▶ _Activity_
Whenever a line below mentions the word "water", that line should be copied.

(Free-text object descriptions)
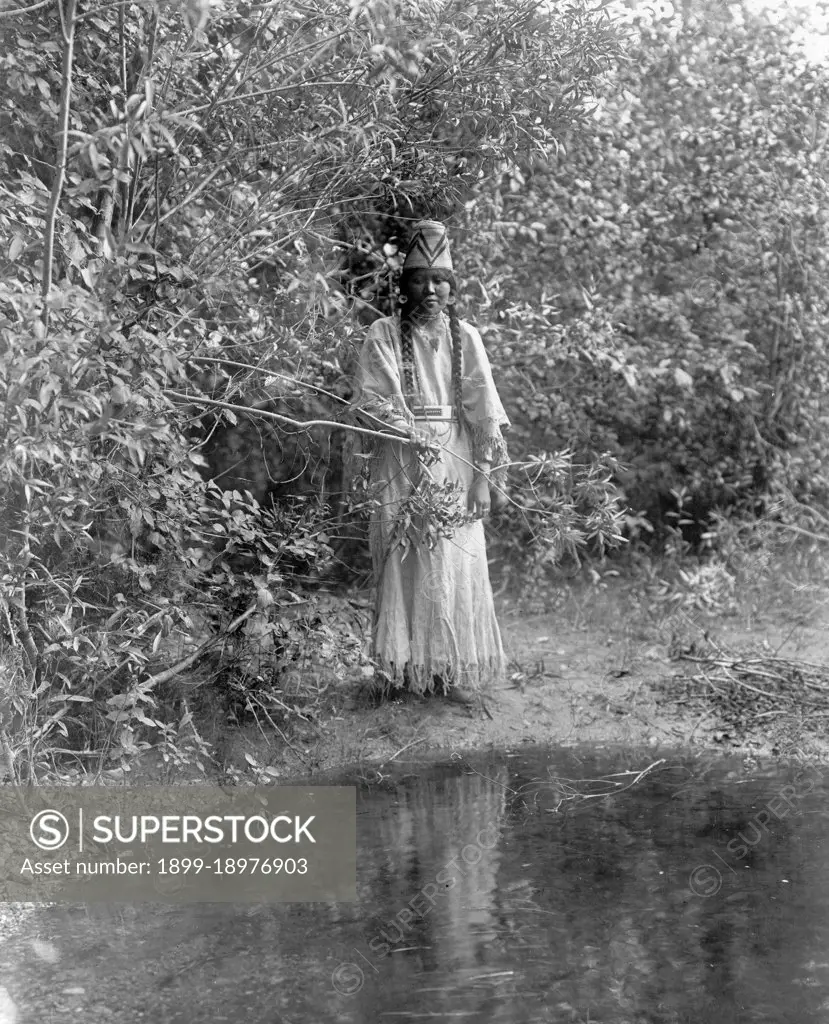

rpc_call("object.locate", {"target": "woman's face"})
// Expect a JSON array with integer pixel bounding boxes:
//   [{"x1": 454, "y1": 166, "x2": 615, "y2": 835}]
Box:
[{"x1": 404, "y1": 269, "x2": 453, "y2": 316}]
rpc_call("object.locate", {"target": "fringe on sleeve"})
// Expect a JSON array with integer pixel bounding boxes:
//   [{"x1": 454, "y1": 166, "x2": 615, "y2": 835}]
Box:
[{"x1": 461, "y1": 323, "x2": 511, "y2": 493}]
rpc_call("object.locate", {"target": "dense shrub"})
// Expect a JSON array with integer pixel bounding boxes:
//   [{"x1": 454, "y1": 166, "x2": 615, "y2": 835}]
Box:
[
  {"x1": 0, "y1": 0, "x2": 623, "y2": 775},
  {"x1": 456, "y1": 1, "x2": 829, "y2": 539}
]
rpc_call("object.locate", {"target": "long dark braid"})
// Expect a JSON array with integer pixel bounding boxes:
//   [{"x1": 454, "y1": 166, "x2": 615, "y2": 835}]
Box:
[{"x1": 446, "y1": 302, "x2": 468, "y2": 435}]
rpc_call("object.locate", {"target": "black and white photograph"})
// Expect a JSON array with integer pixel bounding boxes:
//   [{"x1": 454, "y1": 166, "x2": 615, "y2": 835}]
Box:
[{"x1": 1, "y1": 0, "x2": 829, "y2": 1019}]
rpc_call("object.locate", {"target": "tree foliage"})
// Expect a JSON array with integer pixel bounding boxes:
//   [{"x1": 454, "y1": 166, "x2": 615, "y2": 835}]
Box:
* * *
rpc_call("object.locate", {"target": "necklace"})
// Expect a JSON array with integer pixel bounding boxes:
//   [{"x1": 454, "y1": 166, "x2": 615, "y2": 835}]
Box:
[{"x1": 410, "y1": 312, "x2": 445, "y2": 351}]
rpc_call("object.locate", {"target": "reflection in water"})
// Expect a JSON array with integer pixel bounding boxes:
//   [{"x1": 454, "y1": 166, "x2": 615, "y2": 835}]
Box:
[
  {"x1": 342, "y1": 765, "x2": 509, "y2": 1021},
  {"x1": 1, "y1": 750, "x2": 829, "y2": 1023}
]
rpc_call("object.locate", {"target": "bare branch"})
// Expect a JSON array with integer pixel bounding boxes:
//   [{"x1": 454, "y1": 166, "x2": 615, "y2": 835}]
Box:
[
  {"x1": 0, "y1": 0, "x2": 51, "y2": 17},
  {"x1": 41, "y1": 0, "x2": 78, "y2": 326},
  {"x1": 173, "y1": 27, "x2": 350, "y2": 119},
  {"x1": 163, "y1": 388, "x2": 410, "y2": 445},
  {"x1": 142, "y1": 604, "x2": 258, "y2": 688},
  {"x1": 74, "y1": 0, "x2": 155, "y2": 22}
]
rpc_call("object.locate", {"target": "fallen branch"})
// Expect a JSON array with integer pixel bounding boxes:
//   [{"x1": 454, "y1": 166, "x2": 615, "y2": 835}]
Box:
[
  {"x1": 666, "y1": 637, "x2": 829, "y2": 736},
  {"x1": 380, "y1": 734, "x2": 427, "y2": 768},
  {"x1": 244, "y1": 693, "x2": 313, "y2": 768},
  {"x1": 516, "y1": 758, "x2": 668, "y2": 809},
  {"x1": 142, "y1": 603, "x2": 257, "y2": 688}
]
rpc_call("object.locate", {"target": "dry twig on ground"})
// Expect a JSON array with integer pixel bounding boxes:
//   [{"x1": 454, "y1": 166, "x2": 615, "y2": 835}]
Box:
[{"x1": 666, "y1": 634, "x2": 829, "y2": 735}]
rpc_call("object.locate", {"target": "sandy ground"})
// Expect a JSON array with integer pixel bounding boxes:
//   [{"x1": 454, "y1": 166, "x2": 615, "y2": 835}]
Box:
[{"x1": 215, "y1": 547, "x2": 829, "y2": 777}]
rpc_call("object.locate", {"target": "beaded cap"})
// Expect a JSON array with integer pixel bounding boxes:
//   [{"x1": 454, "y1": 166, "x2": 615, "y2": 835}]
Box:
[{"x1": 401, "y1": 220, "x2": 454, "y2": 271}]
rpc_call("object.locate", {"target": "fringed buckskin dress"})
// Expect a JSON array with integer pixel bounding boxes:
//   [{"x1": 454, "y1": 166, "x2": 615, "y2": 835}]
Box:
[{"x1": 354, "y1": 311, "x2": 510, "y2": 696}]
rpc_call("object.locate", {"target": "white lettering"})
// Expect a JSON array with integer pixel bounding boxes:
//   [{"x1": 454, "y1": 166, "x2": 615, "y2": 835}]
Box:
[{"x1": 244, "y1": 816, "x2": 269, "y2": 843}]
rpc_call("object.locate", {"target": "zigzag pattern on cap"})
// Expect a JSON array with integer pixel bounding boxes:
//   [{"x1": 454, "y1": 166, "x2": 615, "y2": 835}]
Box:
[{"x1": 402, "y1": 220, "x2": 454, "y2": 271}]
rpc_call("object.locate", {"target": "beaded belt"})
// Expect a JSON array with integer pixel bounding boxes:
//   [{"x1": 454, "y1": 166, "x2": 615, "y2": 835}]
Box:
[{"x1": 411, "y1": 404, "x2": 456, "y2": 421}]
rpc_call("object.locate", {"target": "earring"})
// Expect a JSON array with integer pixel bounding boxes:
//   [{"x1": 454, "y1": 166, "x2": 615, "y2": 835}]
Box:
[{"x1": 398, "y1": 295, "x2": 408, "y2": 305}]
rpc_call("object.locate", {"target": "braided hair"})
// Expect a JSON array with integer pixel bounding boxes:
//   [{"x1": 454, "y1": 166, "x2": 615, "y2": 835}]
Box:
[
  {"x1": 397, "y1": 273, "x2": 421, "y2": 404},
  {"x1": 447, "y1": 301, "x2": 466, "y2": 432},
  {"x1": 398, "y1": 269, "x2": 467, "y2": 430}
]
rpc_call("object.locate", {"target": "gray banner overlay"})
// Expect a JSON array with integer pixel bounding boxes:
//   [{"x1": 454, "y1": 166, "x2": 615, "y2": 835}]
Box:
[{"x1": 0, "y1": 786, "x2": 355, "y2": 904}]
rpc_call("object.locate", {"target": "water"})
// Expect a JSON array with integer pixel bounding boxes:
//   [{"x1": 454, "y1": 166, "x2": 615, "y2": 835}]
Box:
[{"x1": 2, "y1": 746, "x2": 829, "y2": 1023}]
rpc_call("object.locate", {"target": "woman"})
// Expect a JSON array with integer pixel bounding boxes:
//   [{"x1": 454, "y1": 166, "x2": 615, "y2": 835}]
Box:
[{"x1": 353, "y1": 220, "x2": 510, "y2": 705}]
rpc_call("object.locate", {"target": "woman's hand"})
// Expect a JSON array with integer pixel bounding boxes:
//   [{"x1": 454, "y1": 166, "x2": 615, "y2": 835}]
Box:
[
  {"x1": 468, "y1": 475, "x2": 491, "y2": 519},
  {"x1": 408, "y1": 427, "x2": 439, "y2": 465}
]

▶ _Exercise response_
rpc_call("object.locate", {"target": "reflection in water"})
rpc_call("object.locate", {"target": "water"})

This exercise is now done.